TEXT SHOWN:
- Opening Delimiter -
Lophocampa ingens is a moth of the family Erebidae. It was described by Henry Edwards in 1881. It is found in the southern Rocky Mountains (Arizona, Colorado, New Mexico and Utah) and in Mexico.

The moth flies in May and June. The larvae feed on ponderosa, lodgepole and piñon pines.

==Description==

Male

Eyes black. Head pale fawn color. Antenna stout, long, rufous. Prothorax dirty white, with brown median line. Patagia like prothorax, brown in front. Thorax brown, with triangular white spot in front. Abdomen dark yellow ochre above, banded below with brown and pale fawn color. Primaries dark brown with six irregular bands of white spots. The first basal and narrow, the spots fused into an irregular curved band. The second row consists of a large irregular spot below the median vein, and a long costal spot divided by the subcostal vein. The third row has a similar costal spot, a small one below the median vein, and a large one above and a small one below the submedian vein. The fourth row has five spots, the middle one very small. The fifth row is submarginal, and consists of eight lunate spots decreasing in size towards the costa where they also become more ovate. The sixth row is marginal, triangular, a small spot at the end of each of the nervules. Secondaries very pale fawn white, with four darker submarginal spots, those near the apex largest.

Female

Similar to male, but the head brown, the spots on the primaries larger and slightly more irregular, and but two spots on the secondaries, the largest near the apex. Beneath, the secondaries show a dusky shade at the middle of the costa, irregularly connected with the apical spot.

The wingspan of the male is 2.00 inches (51 mm) and of the female 2.30 inches (58 mm).
- Closing Delimiter -
WORK TO COMPLETE:
1. Reproduce the Lophocampa ingens text word for word, starting at "Lophocampa ingens is" and ending at "and piñon pines.".
2. Answer these questions from the Lophocampa ingens text:
(a) Who described the moth, and in what year?
(b) Which pines do the larvae feed on?
(c) What is the female's wingspan in millimeters?

Records from a data source
- Opening Delimiter -
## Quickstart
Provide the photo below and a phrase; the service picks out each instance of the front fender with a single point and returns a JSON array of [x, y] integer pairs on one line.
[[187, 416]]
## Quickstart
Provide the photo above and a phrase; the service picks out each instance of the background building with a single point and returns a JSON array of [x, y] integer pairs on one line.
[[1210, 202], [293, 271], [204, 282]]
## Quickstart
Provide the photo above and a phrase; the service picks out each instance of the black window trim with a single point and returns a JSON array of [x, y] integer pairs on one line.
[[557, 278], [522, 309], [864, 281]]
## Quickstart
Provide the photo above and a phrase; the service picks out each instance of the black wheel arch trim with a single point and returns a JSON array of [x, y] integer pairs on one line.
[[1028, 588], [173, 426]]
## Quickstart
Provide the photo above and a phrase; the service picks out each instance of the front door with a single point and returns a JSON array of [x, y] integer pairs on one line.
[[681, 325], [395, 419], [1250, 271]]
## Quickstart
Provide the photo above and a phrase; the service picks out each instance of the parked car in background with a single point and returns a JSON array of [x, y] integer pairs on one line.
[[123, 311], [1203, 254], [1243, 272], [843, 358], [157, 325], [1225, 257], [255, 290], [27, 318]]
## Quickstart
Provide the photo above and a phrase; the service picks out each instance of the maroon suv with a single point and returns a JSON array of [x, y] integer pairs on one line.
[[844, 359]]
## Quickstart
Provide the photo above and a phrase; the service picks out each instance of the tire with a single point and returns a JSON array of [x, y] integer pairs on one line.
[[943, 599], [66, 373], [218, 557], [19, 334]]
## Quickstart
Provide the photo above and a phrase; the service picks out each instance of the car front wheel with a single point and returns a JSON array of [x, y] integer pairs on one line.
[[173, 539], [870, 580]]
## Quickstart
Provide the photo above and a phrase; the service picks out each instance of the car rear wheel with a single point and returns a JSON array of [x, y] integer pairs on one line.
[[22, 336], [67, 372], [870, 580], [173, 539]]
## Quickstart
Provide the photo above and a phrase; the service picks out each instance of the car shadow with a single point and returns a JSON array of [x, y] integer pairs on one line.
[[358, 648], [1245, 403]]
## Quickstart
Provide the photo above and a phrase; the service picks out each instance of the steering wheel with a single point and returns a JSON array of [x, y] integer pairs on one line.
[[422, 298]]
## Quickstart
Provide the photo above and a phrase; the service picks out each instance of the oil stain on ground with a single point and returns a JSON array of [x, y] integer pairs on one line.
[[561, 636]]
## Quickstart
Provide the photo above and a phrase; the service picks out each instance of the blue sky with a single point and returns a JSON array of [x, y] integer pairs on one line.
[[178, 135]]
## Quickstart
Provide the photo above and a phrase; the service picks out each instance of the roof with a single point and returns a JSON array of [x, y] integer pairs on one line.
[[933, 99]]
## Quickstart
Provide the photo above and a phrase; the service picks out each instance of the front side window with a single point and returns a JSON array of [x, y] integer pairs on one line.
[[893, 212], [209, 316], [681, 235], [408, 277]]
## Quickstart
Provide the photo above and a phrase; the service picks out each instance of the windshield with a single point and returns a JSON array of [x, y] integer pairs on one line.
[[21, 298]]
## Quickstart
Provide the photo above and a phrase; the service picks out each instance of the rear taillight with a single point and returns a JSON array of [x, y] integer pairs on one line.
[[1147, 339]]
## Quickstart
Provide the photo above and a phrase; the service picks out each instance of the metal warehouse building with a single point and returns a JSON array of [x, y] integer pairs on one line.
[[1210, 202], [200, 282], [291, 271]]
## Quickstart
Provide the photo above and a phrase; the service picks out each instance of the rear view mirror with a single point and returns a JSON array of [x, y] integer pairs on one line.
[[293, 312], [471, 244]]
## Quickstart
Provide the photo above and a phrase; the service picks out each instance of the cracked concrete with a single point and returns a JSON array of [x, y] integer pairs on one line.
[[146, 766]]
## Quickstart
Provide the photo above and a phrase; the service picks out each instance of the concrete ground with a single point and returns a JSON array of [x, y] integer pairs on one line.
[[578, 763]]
- Closing Delimiter -
OUTPUTS IN ORDER:
1.
Lophocampa ingens is a moth of the family Erebidae. It was described by Henry Edwards in 1881. It is found in the southern Rocky Mountains (Arizona, Colorado, New Mexico and Utah) and in Mexico.

The moth flies in May and June. The larvae feed on ponderosa, lodgepole and piñon pines.

2.
(a) Henry Edwards, in 1881.
(b) Ponderosa, lodgepole and piñon pines.
(c) 58 mm.